* _What is needed_:
From the essay on an age of miracles below, pull out everything from "So pour out" down to "causes of blindness.", word for word.

* _Selected extract_:
This Is an Age of Miracles
And our griping is ingratitude
WE’RE in a bad mood, we people of the West, no matter our ideological or partisan predilections. We all agree on this much: Our politics are broken. The economy isn’t working right. The healthcare system isn’t working right. The media stink. The planet is overheating. We are addicted to our phones. Millions are addicted to opioids. Everything is run for the benefit of the already privileged.
All day and night, week in and week out, the message we preach to ourselves is simple: Things are bad. Try to argue the point and the wrath of the easily outraged will rain down upon you.
So pour out thy wrath on me, if you must, when I say we live in a glorious age and we are guilty of the sin of ingratitude for thinking otherwise.
In St. Matthew’s Gospel, Jesus tells two of his disciples to bring the good news of miracles to the world: “The blind receive their sight, and the lame walk, the lepers are cleansed, and the deaf hear, the dead are raised up.”
Two thousand years later, we cannot raise the dead. But the miracles therein described are almost everyday events for us.
In our lifetimes, leprosy has been all but eradicated from the earth due to the development of a drug called rifampicin, which cured 12 million people worldwide in the 1980s and brought to a halt the natural spread of this once most-dreaded human condition.
Revolutionary treatments using stem cells are on the verge of ending macular and retinal degeneration, one of the key causes of blindness.
Extraordinary improvements in orthopedic medicine and surgery over the past few decades have effectively made it possible for “the lame” to walk again.
And out of the great sorrow and horror of battlefield injuries in Iraq and Afghanistan have come sophisticated new robotic prosthetics that have provided functional artificial limbs to thousands.

* _Entries shown_:
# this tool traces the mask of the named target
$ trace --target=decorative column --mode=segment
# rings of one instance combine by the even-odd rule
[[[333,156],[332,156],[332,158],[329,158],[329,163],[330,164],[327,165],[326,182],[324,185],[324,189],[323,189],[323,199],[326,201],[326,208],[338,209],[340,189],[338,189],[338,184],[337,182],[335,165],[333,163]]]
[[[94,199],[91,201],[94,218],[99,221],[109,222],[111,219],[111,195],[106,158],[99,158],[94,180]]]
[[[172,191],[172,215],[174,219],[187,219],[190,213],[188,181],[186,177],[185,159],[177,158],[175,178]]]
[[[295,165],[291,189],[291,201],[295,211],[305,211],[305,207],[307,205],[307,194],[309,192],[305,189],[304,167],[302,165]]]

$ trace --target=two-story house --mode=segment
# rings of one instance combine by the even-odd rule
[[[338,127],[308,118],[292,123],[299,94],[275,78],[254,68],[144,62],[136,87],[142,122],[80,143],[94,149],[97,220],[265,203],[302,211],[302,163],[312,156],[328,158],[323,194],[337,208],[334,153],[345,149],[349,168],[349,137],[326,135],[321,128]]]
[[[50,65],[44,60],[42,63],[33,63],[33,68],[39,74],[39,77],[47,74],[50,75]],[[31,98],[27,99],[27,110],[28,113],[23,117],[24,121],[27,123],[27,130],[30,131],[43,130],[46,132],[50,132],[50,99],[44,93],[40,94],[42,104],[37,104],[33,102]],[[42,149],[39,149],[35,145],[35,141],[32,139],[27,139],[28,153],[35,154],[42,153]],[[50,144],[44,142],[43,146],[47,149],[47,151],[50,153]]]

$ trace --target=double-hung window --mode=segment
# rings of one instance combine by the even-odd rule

* _Answer box_:
So pour out thy wrath on me, if you must, when I say we live in a glorious age and we are guilty of the sin of ingratitude for thinking otherwise.
In St. Matthew’s Gospel, Jesus tells two of his disciples to bring the good news of miracles to the world: “The blind receive their sight, and the lame walk, the lepers are cleansed, and the deaf hear, the dead are raised up.”
Two thousand years later, we cannot raise the dead. But the miracles therein described are almost everyday events for us.
In our lifetimes, leprosy has been all but eradicated from the earth due to the development of a drug called rifampicin, which cured 12 million people worldwide in the 1980s and brought to a halt the natural spread of this once most-dreaded human condition.
Revolutionary treatments using stem cells are on the verge of ending macular and retinal degeneration, one of the key causes of blindness.